───── EXTRAIT CITÉ
Le numéro 66 aborde l’intéressante thématique de la classification et des classements, sous le titre « Classer, penser, contrôler »[2]. Les coordonnateurs du numéro définissent les notions de classement et de classification comme la hiérarchisation des phénomènes et des êtres selon des logiques d’acteurs et d’institutions, des idéologies et des cadres normatifs (p. 9). Vincent Liquète, professeur à l’Université de Bordeaux, et Susan Kovacs, maître de conférence à l’Université Lille 3, rappellent en effet que les outils de classement et de classification « matérialisent un ensemble de valeurs et de stratégies, les mettent en circulation, les naturalisent » (p. 9). C’est dans un glossaire (p. 18) que l’on distingue « classement » (agencement ordonné de documents ou de contenus en lien avec un espace de mise à disposition de ceux-ci) et « classification » (organisation des connaissances en un système ordonné de classes et sous-classes), distinction utile certes, mais que les nombreux collaborateurs de ce numéro ne feront pas nécessairement par la suite.
L’équipe de 50 collaborateurs impressionne par sa qualité et sa diversité ; on y retrouve une majorité de chercheurs en sciences de l’information et de la communication (SIC), bien sûr, mais aussi des professionnels de la documentation, des sociologues, des philosophes, des ingénieurs, des psychologues et des psychiatres. La difficulté du classement et ses répercussions potentielles sur l’individu et sur la société en général sont donc présentées à partir de plusieurs points de vue : documentaire, anthropologique, culturel, psychologique, politique et taxinomique. Au fil des articles, les exemples d’instruments de classement, perçus comme des formes de médiation s’interposant entre la connaissance et la communication (p. 11), abondent : la Classification décimale de Dewey (CDD) et la Classification décimale universelle (CDU) dans les bibliothèques, le mode d’affichage des résultats d’une recherche sur Google, les palmarès des universités publiés dans la presse, les parcours d’exposition dans les musées, le Manuel diagnostique et statistique des troubles mentaux (DSM), etc.
──────────
• CONSIGNE DE TRAVAIL A
Selon le passage sur les classements, sous quel titre paraît le numéro 66 ?
• CONSIGNE DE TRAVAIL B
Énumérez les points de vue à partir desquels le passage sur les classements dit que la difficulté du classement est présentée.
• CONSIGNE DE TRAVAIL C
Prolongez le passage sur les classements au-delà de sa dernière phrase.
───── DONNÉES FOURNIES
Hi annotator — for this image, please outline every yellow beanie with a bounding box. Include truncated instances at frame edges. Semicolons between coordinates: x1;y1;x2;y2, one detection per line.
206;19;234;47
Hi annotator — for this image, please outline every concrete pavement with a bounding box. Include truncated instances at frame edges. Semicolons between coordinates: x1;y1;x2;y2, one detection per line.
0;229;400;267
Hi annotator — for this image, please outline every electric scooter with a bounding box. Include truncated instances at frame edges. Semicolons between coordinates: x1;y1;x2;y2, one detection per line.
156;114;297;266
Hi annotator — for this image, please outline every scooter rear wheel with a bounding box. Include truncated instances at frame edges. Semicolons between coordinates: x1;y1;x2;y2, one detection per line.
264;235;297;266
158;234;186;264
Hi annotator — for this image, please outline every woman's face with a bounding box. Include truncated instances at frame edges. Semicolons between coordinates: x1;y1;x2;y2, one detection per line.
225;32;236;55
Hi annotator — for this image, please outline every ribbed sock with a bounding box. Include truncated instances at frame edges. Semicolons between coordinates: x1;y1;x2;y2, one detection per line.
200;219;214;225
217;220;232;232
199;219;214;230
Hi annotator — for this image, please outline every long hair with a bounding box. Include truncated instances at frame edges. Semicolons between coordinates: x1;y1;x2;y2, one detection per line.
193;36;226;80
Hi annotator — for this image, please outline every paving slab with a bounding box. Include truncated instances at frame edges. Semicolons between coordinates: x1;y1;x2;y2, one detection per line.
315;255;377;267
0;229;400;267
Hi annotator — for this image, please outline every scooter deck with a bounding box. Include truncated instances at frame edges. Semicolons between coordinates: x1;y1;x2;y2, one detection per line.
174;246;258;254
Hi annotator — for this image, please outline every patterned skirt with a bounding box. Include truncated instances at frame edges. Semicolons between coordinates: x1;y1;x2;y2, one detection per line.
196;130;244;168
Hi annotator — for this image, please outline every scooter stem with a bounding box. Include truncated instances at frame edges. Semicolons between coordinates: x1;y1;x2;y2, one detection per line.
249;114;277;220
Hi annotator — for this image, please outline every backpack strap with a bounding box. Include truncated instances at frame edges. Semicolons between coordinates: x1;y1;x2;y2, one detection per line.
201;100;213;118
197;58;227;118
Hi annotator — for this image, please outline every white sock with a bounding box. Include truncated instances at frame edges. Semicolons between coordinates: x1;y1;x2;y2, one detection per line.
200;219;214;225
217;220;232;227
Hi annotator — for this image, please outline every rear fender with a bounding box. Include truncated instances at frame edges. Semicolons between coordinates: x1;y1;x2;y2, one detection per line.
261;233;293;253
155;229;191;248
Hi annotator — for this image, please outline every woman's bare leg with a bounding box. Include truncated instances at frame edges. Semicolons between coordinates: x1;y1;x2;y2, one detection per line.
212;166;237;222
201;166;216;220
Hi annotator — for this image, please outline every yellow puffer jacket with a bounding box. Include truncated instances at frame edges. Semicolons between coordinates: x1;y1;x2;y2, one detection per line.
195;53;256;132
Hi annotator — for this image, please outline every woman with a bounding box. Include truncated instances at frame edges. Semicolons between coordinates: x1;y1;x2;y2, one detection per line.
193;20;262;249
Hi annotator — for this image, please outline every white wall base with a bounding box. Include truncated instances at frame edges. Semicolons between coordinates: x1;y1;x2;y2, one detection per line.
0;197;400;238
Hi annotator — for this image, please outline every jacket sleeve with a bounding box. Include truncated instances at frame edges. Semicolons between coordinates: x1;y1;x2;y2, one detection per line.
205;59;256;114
──────────
• RÉPONSE ATTENDUE A
« Classer, penser, contrôler »

• RÉPONSE ATTENDUE B
Documentaire, anthropologique, culturel, psychologique, politique et taxinomique.

• RÉPONSE ATTENDUE C
Notons au passage que les coordonnateurs s’adonnent eux-mêmes à un exercice de classement périlleux en distribuant les 32 textes constituant le numéro thématique en quatre sections. On ne leur tiendra pas rigueur de ne pas avoir créé des regroupements totalement étanches et d’avoir placé un texte dans une section plutôt qu’une autre où il aurait pu logiquement se trouver. Il nous a semblé que chaque texte pouvait être lu indépendamment des autres, et même de la section à laquelle il appartient, sans perte d’intérêt ni de signification.
Dans une introduction générale intitulée « La lutte des classements », Liquète et Kovacs donnent le ton au traitement du thème, qui montrera aussi bien les dimensions consensuelles que controversées de la pratique du classement, soit-il documentaire, socioéconomique, politique ou psychologique.
La première partie, « Classification, pouvoir, idéologie », regroupe neuf articles qui présentent les bases anthropologiques, presque « naturelles », de la classification (Maury, p. 23), mais aussi certaines conséquences sociales du classement et, plus précisément, de la hiérarchisation (Patou-Mathis, p. 30). Une incursion dans le domaine de la classification des oeuvres d’art pose d’emblée, d’après Régimbeau (p. 58), une problématique essentielle, celle de l’interprétation et des valeurs.
« Classer, entre consensus et controverse », deuxième section constituée également de neuf articles, montre comment les structures classificatoires et les échelles de classement, diffusées largement par les réseaux, sont des espaces de dialogue tout autant que de confrontation. Divers groupes d’intérêt doivent renégocier et remettre en question des fondements pourtant solidement établis. Sans surprise, on y insiste sur les classements existants dans les domaines du handicap (Lespinet-Najib & Belio, p. 104) et de la santé mentale (Di Vittorio, Minard & Gonon, p. 85), surtout là où les enfants sont concernés (Chamak & Cohen, p. 93). D’après Laulan (p. 126), les concepts de normalité et d’universalisme doivent être redéfinis.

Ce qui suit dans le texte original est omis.